CWHS employs a screened random-digit–dialed sampling method to select households to be called. Women aged 18 years or older residing in a contacted household are eligible to participate in the survey. From 1997, when the survey began, through 2003, CWHS conducted an annual average of 4147 interviews statewide, with an annual average (upper-bound) response rate of 72.9%. Additional
information on methods used by CWHS is available from the California Department of Public Health, Survey Research Group (16).
To obtain a sample size appropriate for stratifying by small geographic area, we aggregated CWHS data from 1998 through 2003. Our initial sample
consisted of 14,284 women aged 40 years or older who were interviewed by CWHS during this 6-year period. We excluded from analysis 445 respondents (3.1%) who did not complete the interview; 636 (4.5%) who responded “don’t know” to, or
refused to answer, questions necessary to determine health insurance and poverty status; and 23 (0.2%) who responded “don’t know” to, or refused to answer, questions used to determine racial/ethnic group, marital status, education level, or county of residence. Our final sample size was 13,180.
The second data source was Census 2000, Summary File 3 (SF 3) (17), which contains socioeconomic and housing information collected from a sample (about 1 in 6 households) of the approximately 19 million housing units nationwide that received the Census 2000 long-form questionnaire. For each of the 58 California counties, we extracted data from SF 3 that corresponded with the
socioeconomic characteristics identified as possibly associated with eligibility for CDP:EWC (15).
The dependent measure for this analysis was a binary variable representing eligibility for CDP:EWC services. Using CWHS data, we derived eligibility status for each respondent in our final sample of women aged 40 years or older, according to self-reported poverty and health insurance status. Respondents were considered eligible if they reported having an annual household income at or below
200% of the federal poverty level and having neither Medicaid nor Medicare. All other women were categorized as ineligible for services.
From CWHS data, we extracted information on each woman’s county of residence and derived each woman’s racial/ethnic group, education level, and marital status.
CWHS questions about racial/ethnic group varied over the study period. To determine ethnicity, in some years CWHS asked women if they were Hispanic and, in other years, if they were Latina, so that the same ethnicity information was collected each year, even though the wording of the question changed over time in accordance with federal guidelines for the collection of these data (18). From
1998 through 2000, women chose a single race from seven racial groups that were read to them. From 2001 through 2003, women were asked to identify their race in the same way, but they could choose one or multiple racial groups. Women who reported being of multiple races were then asked to choose the group
with which they most identified. We categorized as Hispanic (an ethnicity) all respondents
who identified themselves as either Hispanic or Latina, regardless of their racial group. We categorized non-Hispanic respondents by their reported racial group, with respondents giving multiple races in the 2001 through 2003 surveys being categorized according to the racial group
with which they most identified.
We divided education status into two categories: high school or less
for respondents who reported no more
education than completing high school or obtaining a GED (general education development) certificate,
college or more for those who
reported any amount of college or technical school.

## Records supplied
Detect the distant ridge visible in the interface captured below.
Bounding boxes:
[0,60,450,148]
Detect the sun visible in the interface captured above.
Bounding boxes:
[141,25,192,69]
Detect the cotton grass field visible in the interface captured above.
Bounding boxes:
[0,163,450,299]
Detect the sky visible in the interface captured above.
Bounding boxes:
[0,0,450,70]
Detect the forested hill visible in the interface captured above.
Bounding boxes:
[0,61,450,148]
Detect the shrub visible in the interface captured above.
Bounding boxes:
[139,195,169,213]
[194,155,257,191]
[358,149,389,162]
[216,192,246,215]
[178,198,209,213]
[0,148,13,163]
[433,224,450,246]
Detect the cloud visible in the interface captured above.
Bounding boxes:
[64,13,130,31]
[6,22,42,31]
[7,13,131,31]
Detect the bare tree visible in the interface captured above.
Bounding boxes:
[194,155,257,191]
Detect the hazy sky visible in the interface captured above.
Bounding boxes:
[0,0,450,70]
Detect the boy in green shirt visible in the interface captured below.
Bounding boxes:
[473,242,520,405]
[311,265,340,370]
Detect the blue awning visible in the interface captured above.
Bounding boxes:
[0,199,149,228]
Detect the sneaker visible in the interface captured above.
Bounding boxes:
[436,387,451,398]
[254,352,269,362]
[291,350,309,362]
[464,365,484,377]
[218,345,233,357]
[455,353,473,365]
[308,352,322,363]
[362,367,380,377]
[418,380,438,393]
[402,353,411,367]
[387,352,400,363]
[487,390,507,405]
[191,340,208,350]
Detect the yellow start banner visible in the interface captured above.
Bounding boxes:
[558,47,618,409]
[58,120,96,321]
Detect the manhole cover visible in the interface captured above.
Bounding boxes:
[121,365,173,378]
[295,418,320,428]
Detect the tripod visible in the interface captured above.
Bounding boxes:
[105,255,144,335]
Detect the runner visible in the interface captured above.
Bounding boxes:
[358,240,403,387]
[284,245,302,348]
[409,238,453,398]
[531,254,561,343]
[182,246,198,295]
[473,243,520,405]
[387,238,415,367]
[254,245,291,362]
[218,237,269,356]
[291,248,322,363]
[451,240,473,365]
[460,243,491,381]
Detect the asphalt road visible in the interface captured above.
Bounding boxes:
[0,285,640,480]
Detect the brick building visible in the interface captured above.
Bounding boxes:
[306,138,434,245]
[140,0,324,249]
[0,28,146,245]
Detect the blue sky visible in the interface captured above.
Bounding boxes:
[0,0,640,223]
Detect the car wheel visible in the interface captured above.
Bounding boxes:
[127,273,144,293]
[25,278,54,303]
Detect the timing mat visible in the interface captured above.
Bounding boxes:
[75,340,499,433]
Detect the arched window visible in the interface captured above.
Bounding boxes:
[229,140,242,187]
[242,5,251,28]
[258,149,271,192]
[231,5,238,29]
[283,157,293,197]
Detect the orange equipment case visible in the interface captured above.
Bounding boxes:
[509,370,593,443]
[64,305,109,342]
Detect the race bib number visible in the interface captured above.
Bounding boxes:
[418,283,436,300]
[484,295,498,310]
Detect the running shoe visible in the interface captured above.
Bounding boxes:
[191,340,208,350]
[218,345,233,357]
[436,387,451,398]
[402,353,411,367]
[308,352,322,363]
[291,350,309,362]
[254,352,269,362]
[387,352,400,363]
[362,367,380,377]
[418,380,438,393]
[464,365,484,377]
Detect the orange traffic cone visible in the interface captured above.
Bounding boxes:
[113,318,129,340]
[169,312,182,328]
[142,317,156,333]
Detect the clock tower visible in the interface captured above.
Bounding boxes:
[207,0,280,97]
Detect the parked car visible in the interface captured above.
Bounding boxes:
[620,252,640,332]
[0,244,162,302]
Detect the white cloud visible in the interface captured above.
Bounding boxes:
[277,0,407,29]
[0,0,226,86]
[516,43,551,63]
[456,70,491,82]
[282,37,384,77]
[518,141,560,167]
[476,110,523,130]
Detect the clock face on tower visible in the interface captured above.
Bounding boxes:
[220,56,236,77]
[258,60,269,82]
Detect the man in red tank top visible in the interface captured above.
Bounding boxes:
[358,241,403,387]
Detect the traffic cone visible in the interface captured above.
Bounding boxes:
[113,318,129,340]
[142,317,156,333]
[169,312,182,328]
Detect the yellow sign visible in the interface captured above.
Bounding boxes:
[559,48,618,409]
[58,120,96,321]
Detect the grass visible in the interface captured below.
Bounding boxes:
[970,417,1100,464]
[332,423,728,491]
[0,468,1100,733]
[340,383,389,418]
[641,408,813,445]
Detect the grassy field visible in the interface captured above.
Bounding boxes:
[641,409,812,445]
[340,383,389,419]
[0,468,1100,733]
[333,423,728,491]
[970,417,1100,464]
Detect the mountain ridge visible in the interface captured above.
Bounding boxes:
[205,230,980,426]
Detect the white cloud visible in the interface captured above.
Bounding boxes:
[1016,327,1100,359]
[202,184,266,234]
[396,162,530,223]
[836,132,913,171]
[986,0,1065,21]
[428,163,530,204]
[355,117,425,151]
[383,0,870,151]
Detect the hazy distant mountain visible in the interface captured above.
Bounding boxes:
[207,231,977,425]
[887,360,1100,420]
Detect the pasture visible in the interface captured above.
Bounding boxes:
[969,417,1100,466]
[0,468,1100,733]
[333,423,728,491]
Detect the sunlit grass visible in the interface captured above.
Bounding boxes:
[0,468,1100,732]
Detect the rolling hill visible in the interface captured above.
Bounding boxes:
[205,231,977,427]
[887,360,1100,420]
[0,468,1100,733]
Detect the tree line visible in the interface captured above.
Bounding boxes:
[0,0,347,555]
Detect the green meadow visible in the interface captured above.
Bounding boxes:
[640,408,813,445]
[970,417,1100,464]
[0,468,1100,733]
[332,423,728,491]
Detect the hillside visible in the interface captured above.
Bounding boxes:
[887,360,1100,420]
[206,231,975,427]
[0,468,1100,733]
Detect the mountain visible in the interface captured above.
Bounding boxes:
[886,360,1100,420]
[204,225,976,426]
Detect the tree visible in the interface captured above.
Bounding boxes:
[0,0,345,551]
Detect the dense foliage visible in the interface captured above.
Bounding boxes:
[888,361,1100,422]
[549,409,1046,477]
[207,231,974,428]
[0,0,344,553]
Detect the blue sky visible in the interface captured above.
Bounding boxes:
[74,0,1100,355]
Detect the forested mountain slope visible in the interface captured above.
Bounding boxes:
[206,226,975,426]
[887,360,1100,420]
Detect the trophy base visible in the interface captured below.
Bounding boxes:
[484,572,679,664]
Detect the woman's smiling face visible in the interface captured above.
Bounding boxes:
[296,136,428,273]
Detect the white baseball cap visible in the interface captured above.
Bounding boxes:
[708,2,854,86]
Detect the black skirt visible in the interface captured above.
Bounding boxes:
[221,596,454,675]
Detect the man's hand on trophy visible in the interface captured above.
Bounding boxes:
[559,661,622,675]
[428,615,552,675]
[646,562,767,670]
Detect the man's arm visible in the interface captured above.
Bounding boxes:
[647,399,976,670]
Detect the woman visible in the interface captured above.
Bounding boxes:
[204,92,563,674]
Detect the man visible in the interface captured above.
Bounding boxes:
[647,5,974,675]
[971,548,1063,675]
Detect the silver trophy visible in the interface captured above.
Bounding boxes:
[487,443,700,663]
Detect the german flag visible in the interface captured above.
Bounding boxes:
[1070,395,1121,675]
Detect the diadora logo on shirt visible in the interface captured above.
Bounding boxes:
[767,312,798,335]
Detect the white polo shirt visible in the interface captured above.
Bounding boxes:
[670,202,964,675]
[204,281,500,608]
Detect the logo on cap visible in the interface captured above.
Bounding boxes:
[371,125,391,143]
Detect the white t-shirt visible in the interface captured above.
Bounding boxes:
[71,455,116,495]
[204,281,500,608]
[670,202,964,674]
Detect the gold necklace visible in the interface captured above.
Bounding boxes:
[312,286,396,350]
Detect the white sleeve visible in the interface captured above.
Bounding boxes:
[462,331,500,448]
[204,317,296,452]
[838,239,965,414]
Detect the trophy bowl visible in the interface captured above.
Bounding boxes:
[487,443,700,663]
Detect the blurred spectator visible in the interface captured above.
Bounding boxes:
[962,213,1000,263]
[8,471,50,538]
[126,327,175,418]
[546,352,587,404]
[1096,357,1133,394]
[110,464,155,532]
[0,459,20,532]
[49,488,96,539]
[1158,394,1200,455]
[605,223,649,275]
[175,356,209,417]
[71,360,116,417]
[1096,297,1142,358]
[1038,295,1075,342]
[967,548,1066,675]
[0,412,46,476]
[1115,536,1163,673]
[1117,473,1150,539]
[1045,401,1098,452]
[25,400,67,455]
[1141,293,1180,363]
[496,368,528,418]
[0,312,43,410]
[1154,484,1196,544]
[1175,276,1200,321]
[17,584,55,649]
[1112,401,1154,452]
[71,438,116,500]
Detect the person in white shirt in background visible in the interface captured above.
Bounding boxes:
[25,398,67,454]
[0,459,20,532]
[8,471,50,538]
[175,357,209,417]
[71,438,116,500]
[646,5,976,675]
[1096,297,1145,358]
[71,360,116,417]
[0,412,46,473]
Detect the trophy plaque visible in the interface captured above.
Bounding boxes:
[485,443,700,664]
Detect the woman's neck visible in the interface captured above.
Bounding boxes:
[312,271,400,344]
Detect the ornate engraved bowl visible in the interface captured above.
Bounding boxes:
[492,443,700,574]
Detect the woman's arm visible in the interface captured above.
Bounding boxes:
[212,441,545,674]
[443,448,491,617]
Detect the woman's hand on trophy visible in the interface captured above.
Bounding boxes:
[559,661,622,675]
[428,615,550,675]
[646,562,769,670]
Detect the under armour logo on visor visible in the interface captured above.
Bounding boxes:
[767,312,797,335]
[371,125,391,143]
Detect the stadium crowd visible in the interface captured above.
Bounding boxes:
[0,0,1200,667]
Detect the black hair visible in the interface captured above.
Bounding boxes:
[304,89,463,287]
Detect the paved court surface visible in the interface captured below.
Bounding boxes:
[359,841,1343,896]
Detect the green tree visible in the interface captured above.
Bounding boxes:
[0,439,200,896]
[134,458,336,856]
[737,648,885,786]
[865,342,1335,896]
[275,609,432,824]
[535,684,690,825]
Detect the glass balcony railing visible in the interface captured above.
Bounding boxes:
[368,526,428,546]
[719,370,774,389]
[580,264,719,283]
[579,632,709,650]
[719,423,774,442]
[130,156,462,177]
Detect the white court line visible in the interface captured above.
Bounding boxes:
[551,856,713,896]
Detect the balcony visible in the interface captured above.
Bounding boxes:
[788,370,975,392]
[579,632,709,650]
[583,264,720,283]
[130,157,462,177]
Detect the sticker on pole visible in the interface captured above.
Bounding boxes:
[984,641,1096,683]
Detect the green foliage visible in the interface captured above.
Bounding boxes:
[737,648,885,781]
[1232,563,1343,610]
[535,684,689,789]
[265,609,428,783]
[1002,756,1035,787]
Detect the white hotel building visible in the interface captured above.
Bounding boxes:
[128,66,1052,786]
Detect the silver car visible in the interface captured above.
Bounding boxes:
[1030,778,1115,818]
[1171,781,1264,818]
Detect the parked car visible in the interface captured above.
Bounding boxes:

## Instructions
1) In the survey methods text, what was the final sample size?
2) Give the part of the survey methods text starting at "The second data" and ending at "for CDP:EWC (15)." again, replacing every "SF 3" with "Summary File 3".

## Exercise answers
1) 13,180

2)
The second data source was Census 2000, Summary File 3 (Summary File 3) (17), which contains socioeconomic and housing information collected from a sample (about 1 in 6 households) of the approximately 19 million housing units nationwide that received the Census 2000 long-form questionnaire. For each of the 58 California counties, we extracted data from Summary File 3 that corresponded with the
socioeconomic characteristics identified as possibly associated with eligibility for CDP:EWC (15).